WORK TO DO
Change "frame" to "image" in the records, starting with the line containing "Dataset class: tabby" and going on through the line containing "[732,190,905,488]", and reproduce only those lines with everything else unchanged.

----------------

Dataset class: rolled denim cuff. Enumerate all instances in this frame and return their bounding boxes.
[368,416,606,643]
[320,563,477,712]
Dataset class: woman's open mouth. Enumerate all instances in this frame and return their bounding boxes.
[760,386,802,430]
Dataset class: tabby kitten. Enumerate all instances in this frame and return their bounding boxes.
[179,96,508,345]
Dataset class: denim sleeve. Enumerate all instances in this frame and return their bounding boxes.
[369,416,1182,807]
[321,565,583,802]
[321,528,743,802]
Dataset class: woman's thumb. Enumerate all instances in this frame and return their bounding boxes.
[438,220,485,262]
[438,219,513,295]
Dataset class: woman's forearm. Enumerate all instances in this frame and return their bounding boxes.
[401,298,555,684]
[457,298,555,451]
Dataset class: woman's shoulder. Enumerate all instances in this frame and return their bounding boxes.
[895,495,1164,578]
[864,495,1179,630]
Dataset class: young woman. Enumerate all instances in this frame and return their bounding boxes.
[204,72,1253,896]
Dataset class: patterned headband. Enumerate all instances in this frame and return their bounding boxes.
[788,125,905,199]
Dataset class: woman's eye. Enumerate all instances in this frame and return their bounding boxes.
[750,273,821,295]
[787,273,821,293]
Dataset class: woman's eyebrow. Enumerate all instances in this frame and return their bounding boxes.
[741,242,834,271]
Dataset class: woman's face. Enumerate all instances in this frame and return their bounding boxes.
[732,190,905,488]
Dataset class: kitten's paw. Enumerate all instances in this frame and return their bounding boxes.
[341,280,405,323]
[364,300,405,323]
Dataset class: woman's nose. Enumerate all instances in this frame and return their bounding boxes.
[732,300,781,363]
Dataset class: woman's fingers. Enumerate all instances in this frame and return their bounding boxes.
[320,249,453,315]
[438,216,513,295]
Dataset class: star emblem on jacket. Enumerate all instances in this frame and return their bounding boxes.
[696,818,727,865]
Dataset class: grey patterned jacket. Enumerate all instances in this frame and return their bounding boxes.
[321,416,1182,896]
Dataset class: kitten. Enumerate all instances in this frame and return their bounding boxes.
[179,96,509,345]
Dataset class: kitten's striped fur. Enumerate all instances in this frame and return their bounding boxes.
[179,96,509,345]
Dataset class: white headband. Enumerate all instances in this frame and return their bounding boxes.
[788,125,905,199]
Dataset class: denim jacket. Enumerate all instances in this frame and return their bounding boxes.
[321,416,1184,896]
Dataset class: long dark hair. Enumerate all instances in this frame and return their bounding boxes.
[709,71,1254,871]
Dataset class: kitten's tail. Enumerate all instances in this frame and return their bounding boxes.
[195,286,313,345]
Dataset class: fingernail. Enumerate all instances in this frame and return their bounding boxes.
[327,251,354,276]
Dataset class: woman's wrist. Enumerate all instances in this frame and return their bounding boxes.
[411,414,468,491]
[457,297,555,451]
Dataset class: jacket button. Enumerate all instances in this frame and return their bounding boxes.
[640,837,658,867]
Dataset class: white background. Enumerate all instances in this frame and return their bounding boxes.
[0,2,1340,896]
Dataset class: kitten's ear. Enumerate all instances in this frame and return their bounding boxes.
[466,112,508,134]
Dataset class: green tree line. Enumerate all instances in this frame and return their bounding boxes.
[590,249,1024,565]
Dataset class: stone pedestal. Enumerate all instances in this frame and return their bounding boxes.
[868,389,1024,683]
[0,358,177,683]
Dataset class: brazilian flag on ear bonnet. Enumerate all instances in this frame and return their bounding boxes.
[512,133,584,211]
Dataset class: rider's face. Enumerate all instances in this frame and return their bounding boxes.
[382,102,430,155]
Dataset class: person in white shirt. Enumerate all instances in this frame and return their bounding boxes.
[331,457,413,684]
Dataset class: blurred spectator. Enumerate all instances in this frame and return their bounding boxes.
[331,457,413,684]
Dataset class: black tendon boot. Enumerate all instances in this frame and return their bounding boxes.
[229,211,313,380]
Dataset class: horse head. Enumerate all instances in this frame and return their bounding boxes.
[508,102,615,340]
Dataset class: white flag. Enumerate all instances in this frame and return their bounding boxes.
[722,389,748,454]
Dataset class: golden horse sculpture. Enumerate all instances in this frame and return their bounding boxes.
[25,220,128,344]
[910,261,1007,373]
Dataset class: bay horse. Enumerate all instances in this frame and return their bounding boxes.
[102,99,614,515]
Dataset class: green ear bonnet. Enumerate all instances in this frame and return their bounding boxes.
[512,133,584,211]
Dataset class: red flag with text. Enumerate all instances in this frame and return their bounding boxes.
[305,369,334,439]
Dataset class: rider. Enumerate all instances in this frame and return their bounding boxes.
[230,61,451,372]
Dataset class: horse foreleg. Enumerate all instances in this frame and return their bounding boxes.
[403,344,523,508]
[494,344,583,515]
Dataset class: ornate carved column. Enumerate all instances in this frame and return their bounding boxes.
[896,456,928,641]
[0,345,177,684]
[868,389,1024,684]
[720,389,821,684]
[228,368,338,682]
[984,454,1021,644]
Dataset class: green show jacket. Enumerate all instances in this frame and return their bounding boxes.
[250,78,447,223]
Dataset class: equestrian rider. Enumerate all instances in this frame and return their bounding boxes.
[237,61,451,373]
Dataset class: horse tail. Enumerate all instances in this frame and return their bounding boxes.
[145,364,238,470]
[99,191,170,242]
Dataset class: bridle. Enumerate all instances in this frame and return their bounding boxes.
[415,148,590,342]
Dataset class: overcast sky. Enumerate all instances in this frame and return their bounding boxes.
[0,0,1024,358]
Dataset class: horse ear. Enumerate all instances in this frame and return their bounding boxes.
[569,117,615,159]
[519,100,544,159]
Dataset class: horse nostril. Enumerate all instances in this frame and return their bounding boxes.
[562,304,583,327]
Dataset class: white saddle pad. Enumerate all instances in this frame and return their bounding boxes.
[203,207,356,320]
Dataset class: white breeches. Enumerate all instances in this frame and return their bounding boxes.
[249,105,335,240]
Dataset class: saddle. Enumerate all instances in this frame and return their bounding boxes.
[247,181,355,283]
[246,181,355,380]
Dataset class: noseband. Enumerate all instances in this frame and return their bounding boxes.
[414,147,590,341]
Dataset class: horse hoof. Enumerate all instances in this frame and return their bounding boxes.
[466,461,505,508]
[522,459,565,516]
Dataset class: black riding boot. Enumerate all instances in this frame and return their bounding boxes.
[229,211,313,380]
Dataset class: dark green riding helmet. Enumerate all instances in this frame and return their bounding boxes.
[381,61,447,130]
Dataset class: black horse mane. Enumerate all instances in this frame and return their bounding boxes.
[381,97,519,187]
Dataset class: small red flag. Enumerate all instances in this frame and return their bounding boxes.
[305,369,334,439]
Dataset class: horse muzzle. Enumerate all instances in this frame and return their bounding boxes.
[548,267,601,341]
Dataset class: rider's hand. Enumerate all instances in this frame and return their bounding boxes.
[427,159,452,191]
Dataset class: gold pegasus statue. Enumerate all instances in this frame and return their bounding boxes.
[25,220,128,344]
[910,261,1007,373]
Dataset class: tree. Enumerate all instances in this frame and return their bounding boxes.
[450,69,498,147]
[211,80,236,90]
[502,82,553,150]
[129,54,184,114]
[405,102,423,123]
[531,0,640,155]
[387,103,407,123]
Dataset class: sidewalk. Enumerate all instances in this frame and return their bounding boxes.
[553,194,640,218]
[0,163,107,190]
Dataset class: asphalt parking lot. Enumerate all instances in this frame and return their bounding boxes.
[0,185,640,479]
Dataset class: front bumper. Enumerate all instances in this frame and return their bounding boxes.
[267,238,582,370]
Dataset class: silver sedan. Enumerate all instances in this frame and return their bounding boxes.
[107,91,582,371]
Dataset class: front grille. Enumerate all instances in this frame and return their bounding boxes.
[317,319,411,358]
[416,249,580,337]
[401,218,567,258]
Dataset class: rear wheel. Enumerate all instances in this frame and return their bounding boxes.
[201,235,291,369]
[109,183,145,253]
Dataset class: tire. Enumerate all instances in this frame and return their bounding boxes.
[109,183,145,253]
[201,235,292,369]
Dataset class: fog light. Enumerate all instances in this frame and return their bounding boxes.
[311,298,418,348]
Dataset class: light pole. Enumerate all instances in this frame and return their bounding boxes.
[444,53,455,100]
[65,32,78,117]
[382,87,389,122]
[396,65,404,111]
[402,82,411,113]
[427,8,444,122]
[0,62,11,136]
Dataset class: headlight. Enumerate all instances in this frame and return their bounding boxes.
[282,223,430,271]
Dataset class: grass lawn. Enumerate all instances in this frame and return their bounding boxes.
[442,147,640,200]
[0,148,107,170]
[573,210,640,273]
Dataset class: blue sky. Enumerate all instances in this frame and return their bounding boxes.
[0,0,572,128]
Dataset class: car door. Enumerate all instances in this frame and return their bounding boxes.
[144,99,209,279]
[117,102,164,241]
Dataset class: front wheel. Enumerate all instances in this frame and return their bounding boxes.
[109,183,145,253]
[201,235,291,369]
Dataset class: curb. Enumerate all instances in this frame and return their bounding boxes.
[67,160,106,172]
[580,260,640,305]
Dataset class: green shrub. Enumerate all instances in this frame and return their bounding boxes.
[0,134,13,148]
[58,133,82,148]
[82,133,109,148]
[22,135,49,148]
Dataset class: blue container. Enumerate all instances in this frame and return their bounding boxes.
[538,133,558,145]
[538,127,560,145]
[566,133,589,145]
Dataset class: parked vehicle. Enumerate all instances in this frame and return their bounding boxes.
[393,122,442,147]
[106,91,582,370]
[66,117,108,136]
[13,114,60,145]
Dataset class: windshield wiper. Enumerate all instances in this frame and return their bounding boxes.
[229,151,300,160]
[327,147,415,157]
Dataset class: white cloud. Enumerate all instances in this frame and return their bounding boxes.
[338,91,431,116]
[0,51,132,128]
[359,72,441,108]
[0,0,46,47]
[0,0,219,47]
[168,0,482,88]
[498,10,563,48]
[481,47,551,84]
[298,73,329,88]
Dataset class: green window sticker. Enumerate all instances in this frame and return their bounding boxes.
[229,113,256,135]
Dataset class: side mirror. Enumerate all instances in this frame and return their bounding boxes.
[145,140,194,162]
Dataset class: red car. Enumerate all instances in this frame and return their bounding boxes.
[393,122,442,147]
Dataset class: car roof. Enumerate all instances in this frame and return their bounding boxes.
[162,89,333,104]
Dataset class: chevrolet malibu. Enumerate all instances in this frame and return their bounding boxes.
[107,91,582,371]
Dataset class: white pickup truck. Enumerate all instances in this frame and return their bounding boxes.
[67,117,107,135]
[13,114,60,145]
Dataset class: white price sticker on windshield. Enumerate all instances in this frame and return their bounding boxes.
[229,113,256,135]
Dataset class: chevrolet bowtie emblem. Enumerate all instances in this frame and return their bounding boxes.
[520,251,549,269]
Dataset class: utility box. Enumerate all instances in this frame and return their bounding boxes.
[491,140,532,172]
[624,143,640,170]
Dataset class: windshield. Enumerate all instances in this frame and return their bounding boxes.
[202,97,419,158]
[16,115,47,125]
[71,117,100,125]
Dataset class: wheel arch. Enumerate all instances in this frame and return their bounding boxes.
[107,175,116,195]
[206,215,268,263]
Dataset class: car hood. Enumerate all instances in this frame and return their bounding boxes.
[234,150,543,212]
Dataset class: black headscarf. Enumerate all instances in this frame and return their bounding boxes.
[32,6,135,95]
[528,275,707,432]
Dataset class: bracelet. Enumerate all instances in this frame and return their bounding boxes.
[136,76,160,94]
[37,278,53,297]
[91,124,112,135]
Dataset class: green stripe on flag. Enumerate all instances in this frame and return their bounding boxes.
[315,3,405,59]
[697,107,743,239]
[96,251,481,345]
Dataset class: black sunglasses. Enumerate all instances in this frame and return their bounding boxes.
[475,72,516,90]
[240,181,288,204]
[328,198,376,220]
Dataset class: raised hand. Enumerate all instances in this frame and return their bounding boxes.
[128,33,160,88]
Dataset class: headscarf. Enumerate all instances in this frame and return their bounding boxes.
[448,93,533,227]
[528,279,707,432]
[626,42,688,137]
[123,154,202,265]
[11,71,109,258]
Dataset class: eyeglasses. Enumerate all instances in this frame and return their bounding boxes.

----------------

RESULT FOR THIS TASK
Dataset class: tabby kitten. Enumerate all instances in this image and return their bounding boxes.
[179,96,508,345]
Dataset class: denim sleeve. Enumerate all instances in this image and return their bounding boxes.
[369,416,1182,807]
[321,565,583,802]
[321,528,743,802]
Dataset class: woman's thumb. Enumerate all instances in this image and return their bounding boxes.
[438,220,485,262]
[438,219,513,295]
Dataset class: woman's forearm. Enumerate all instances in this image and return their bounding boxes.
[401,298,555,684]
[457,298,555,451]
Dataset class: woman's shoulder. Enumerate all instances in this image and return their bounding boxes.
[895,495,1164,578]
[864,495,1179,630]
Dataset class: young woman. Enumerate all instances in this image and return their bounding boxes.
[204,72,1253,896]
Dataset class: patterned headband. Enumerate all instances in this image and return their bounding boxes.
[788,125,905,199]
Dataset class: woman's eye. Enumerate all instances in this image and return their bounding boxes.
[750,273,821,295]
[787,273,821,293]
Dataset class: woman's eyebrow. Enumerate all instances in this image and return their bounding boxes.
[741,242,834,271]
Dataset class: woman's face. Enumerate all instances in this image and return their bounding boxes.
[732,190,905,488]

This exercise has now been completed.